All of the listing is to be written out word for word, with the pictures left out.

▶ [DATA SHOWN]
════
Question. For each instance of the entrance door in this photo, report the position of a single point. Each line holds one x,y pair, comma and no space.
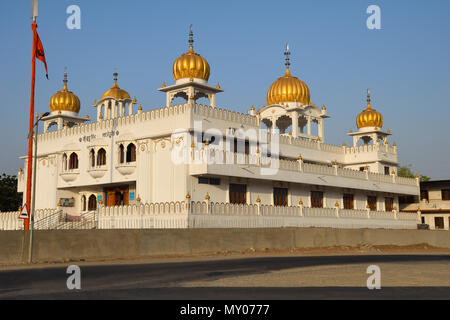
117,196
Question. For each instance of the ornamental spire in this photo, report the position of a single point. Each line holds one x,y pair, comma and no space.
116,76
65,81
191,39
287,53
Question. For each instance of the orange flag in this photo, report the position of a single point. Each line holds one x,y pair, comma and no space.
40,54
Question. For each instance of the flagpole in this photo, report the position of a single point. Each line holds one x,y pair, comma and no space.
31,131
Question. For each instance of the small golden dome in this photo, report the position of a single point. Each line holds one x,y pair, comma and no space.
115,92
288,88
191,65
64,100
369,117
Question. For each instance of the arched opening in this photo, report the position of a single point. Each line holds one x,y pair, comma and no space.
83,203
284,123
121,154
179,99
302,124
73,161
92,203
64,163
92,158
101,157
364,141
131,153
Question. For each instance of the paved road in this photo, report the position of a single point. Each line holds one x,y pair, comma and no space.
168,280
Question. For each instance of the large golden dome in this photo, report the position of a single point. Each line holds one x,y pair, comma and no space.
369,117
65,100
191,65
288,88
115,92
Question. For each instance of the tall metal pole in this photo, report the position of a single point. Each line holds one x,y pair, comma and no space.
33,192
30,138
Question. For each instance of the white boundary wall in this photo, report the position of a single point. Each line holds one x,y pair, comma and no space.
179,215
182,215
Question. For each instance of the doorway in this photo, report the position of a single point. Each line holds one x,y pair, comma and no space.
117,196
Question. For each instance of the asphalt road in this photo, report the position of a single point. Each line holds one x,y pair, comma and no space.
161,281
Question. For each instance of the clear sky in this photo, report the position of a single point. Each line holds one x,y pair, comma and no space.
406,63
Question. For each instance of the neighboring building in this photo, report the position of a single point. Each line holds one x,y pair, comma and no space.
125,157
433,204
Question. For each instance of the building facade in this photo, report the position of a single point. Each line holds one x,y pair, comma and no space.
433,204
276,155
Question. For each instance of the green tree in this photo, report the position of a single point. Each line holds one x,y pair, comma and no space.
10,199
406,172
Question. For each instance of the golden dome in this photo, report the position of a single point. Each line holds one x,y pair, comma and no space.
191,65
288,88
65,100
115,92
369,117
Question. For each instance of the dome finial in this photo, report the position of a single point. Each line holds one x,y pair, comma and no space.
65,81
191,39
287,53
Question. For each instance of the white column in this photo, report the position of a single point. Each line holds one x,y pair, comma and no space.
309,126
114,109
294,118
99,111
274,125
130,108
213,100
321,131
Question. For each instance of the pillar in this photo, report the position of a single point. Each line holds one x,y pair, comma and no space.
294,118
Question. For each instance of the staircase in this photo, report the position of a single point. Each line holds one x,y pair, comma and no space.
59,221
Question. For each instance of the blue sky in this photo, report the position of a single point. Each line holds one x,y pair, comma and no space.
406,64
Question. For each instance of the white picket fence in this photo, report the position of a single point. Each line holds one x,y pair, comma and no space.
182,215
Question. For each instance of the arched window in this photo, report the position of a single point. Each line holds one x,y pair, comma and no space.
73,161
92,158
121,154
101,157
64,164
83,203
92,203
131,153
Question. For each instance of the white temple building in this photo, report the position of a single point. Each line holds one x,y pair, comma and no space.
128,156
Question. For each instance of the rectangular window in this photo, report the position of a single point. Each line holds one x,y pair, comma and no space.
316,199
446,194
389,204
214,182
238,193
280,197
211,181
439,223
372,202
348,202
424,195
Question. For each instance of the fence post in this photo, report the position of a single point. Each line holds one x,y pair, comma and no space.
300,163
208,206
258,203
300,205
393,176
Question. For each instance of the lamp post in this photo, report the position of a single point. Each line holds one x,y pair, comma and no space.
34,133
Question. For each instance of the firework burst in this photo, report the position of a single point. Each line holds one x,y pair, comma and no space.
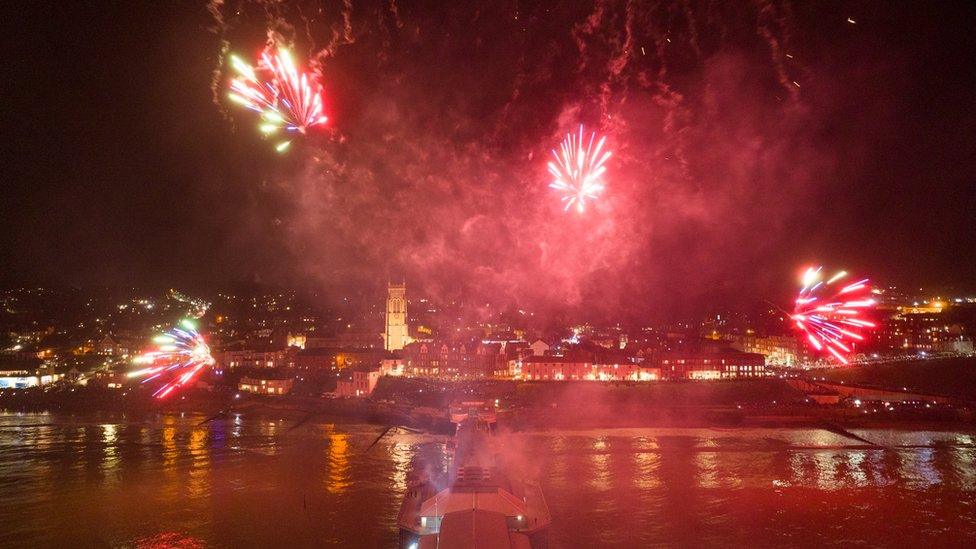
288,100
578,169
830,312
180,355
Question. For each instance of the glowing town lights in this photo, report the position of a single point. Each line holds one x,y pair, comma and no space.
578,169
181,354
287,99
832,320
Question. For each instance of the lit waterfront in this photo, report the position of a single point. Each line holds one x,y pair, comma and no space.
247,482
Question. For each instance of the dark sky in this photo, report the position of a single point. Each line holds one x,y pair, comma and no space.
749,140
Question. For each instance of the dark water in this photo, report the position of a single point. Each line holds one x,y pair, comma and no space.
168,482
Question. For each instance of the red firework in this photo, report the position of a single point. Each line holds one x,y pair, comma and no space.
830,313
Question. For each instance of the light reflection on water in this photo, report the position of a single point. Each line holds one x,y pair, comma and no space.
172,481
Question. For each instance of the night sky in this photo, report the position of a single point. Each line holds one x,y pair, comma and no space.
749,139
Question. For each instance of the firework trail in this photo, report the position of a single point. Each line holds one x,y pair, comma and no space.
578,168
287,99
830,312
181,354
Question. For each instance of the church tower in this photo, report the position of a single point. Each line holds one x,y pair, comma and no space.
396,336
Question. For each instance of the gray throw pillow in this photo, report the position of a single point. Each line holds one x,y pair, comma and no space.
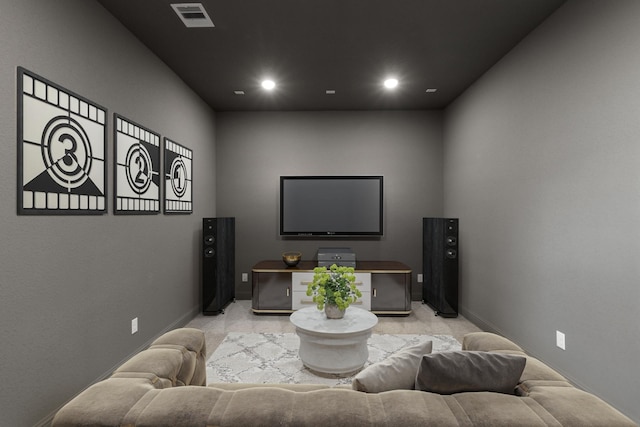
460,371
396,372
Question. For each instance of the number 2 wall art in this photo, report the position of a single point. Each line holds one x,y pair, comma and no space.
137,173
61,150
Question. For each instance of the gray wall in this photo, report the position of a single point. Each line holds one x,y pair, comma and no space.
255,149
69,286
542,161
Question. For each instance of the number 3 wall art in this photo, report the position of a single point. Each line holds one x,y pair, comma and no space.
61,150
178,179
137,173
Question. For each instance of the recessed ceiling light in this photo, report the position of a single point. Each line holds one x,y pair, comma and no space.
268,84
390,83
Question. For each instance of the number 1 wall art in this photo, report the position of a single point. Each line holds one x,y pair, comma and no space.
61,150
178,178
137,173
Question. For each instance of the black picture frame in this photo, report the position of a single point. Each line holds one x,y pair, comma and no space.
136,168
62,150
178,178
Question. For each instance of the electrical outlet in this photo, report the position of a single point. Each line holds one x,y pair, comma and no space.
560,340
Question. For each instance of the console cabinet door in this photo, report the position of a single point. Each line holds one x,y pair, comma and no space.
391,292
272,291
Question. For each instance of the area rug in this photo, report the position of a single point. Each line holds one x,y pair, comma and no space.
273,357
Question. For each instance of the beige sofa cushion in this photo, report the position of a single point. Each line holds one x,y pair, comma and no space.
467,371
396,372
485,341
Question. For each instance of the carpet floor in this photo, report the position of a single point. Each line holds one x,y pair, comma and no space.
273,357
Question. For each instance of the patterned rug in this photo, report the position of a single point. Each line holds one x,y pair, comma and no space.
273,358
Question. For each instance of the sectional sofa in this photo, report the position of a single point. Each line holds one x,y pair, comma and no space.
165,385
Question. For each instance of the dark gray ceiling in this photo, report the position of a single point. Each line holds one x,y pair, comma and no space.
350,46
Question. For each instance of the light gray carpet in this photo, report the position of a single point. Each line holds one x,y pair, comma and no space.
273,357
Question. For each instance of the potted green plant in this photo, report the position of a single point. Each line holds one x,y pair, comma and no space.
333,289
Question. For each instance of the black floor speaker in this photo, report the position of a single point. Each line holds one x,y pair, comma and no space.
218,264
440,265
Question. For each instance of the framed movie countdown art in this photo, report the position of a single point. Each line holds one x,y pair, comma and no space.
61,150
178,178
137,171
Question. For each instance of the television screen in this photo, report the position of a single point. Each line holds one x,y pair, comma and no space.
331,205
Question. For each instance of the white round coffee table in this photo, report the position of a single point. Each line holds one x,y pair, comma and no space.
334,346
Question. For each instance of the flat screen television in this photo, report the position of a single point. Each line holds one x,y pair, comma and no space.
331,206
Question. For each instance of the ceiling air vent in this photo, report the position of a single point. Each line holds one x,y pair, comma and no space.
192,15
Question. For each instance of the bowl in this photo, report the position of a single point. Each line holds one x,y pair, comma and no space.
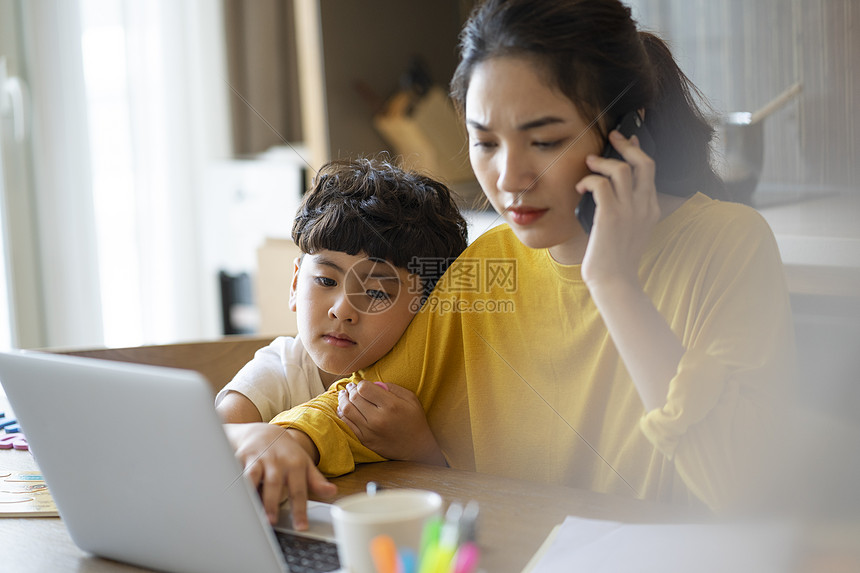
════
▶ [ANSWER TO THIS EXERCISE]
Question. For each instance of the entrance door in this photo, report the position of a single point. Each line holds one x,y pair, comma and no space.
117,196
Question. For each instance of the ornamental spire in this photo, report the position of a single point. Each line holds one x,y pair, comma and no space.
116,76
65,81
191,39
287,53
Question. For each instance of the orange flag in this photo, report the position of a single point. Each line holds one x,y pair, comma and no space.
40,54
Question. For each instance of the flagpole in this photo, report the position of a single point. Each line holds one x,y pair, comma and no space.
31,131
Question. For each instance of the small golden dome in this photo, report the position of a single point. Each line holds one x,y pair, comma and no space.
115,92
288,88
191,65
64,100
369,117
Question. For each instance of the arched opening in this photo, report the position of a single point. Each line holds one x,y pair, comma and no space.
83,203
284,123
121,154
179,99
302,124
73,161
92,203
64,163
92,158
101,157
364,141
131,153
Question. For each instance of the paved road in this photo, report the position of a single point. Each line holds one x,y pair, comma and no space.
168,280
Question. For each instance of the large golden dome in this photo, report the position of a single point. Each line holds one x,y pair, comma and no space.
369,117
65,100
191,65
288,88
115,92
Question. For each instance of the tall metal pole in this photo, report the position of a single point. Each line holds one x,y pair, comma and no space.
33,192
30,138
Question. For each instance of the white boundary wall in this photo, report the position of a single point. Each line holds one x,y pair, comma and no space.
179,215
182,215
Question. For each instance of the doorway in this photo, report the position of a single point. Each line holds one x,y pair, comma and no space.
117,196
Question. For each instance of the asphalt road in this photo, report the position of a single point. Each line holds one x,y pair, comma and no space.
161,281
Question. For each instance of the clear sky in this photo, report the position of a single point. Each line holds one x,y pair, comma and no space.
406,63
Question. For each instance of the neighboring building in this photo, report the position of a single point. Each line holds one x,y pair, comma and no space.
125,157
433,204
Question. For each instance of the building facade in this photo, report the position of a single point. Each line holds one x,y pair, comma and no space.
433,204
276,155
Question. For each instance of the green tree in this photo, report the position of a single point. Each line holds one x,y pair, comma and no space.
10,199
406,172
Question. For each instance of the golden dome in this photo, report the position of a single point. Each line holds one x,y pair, comma and no space.
191,65
288,88
65,100
115,92
369,117
Question. For each instance of the dome finial in this photo, report the position of a single point. Each line holds one x,y pair, comma and no space.
65,81
191,39
287,53
Question. For each instance of the white column in this photo, report the position of a single point. Each line holds one x,y pair, comma and no space.
309,126
114,109
294,118
99,111
274,125
130,108
213,100
321,131
Question. For each instance of the pillar in this photo, report the position of a single point. Each line holds one x,y pair, comma and no space.
294,118
Question. For each instance of the staircase in this photo, report the position of a single point. Each line holds one x,y pair, comma and no space.
59,221
Question. For each instance of the blue sky in this photo, report the position of a single point. Each line holds one x,y pair, comma and no space.
406,64
Question. For each instance of the white picket fence in this photo, report the position of a single point. Each line holds one x,y pair, comma and no space.
182,215
Question. For each instance of the arched window in this photo, report the position of a single point. Each line holds one x,y pair, comma and no space.
73,161
92,158
121,154
101,157
64,164
83,203
92,203
131,153
Question. For each instance of the white temple building in this photo, report the position of a single point. Each line holds one x,y pair, comma and no space.
128,156
Question. For each instance of the rectangular window in this photo, report the position of a single point. Each line holds one x,y pair, comma and no space.
316,199
446,194
389,204
214,182
238,193
280,197
211,181
439,223
372,202
348,202
424,195
Question. For each instance of the fence post in this photo, report the position of a single point. Each line holds one x,y pair, comma and no space.
300,163
208,206
258,203
300,205
393,176
Question. For each instance of the lamp post in this photo, report the position of a single point. Each line holds one x,y pair, comma and no space.
34,133
Question. For each instance of the firework burst in this photo, report the position of a single point. Each line holds one x,y pair, comma and no space.
288,100
578,169
830,312
180,355
Question. For each instance of the glowing town lights in this photo, report the position of a single point. Each line holds one x,y pair, comma and no space.
578,169
181,354
287,99
832,320
Question. For each instance of the lit waterfront in this photo, report the position of a single point. Each line holds one x,y pair, comma and no space.
247,482
Question. For each instance of the dark sky in this photo, report the position of a single point. Each line holds one x,y pair, comma and no space.
749,140
Question. For each instance of the dark water in this photo, report the position of a single point. Each line holds one x,y pair, comma and no space.
168,482
Question. For each instance of the red firework in this photo, report the position of a single point. Each line holds one x,y pair, comma and no space.
830,313
Question. For each instance of the light reflection on water in this photo, report the position of a single point. Each line holds one x,y pair, comma and no space.
172,481
Question. For each instance of the night sky in this photo, report the position of a single point. Each line holds one x,y pair, comma and no space.
749,139
Question. For each instance of the firework trail in this photo, report the position of a single point. Each line holds one x,y pair, comma and no space.
578,168
287,99
830,312
181,354
Question. For each instance of the church tower in this photo, report the position of a single point. Each line holds one x,y pair, comma and no space.
396,336
Question. For each instance of the gray throw pillow in this photo, report the position of a single point. Each line holds one x,y pair, comma and no space.
460,371
396,372
Question. For each instance of the number 2 wall art in this photo, report the position of a single point. Each line holds one x,y pair, comma and no space.
137,173
61,150
Question. For each instance of the gray wall in this photo, report the position of a single point. Each line holds one x,y pair, comma and no space.
255,149
69,286
542,161
Question. For each instance of the number 3 wall art in this photo, report the position of a single point. Each line holds one x,y pair, comma and no space.
61,150
178,179
137,173
Question. For each instance of the recessed ceiling light in this photo, report the position of a single point. Each line holds one x,y pair, comma and no space.
268,84
390,83
Question. For each instance of the number 1 wall art in this photo, report the position of a single point. Each line holds one x,y pair, comma and no space.
61,150
178,178
137,173
Question. For each instance of the black picture frame in this photo, report the position of a single point. Each line holds one x,y pair, comma and no space.
136,168
62,150
178,178
Question. For each instance of the electrical outlet in this photo, report the position of a single point. Each line holds one x,y pair, comma and no space.
560,340
Question. For each instance of the console cabinet door in this photo, report the position of a single point. Each line holds one x,y pair, comma and no space.
391,292
272,291
Question. For each instance of the area rug in this photo, report the position of a single point. Each line holds one x,y pair, comma and no space.
273,357
Question. For each instance of the beige sofa cushion in this photo, report the position of a single point. Each line holds one x,y pair, comma and no space.
467,371
396,372
485,341
Question. For each instance of the carpet floor in this photo, report the position of a single point. Each line holds one x,y pair, comma and no space.
273,357
Question. For each instance of the patterned rug in this photo, report the position of a single point. Each line holds one x,y pair, comma and no space.
273,358
Question. For each instance of the sectional sofa in this photo, report the position of a single point. Each line holds one x,y pair, comma and no space.
165,385
Question. For each instance of the dark gray ceiling in this photo, report the position of a single point. Each line holds one x,y pair, comma and no space.
350,46
Question. For each instance of the light gray carpet in this photo, report the position of a single point. Each line holds one x,y pair, comma and no space.
273,357
Question. For each instance of the potted green plant in this photo, report the position of a single point. Each line holds one x,y pair, comma and no space.
333,289
Question. For each instance of the black floor speaker in this photo, report the position of a single point. Each line holds one x,y pair, comma and no space.
218,264
440,265
Question. For each instance of the framed movie countdown art in this photo, report the position of a single point. Each line holds one x,y pair, comma and no space.
61,150
178,178
137,171
Question. For each instance of the television screen in this photo, report the position of a single point. Each line holds one x,y pair, comma and no space.
331,205
Question. For each instance of the white round coffee table in this photo, report the position of a single point. Each line holds one x,y pair, comma and no space.
334,346
Question. For each instance of the flat screen television in this photo, report the position of a single point. Each line holds one x,y pair, comma and no space.
331,206
Question. For each instance of the ceiling air vent in this photo, report the position of a single point. Each line holds one x,y pair, comma and no space.
192,15
Question. For each instance of the bowl in this photo, report the position of a single point. Each line holds one x,y pair, comma and no space.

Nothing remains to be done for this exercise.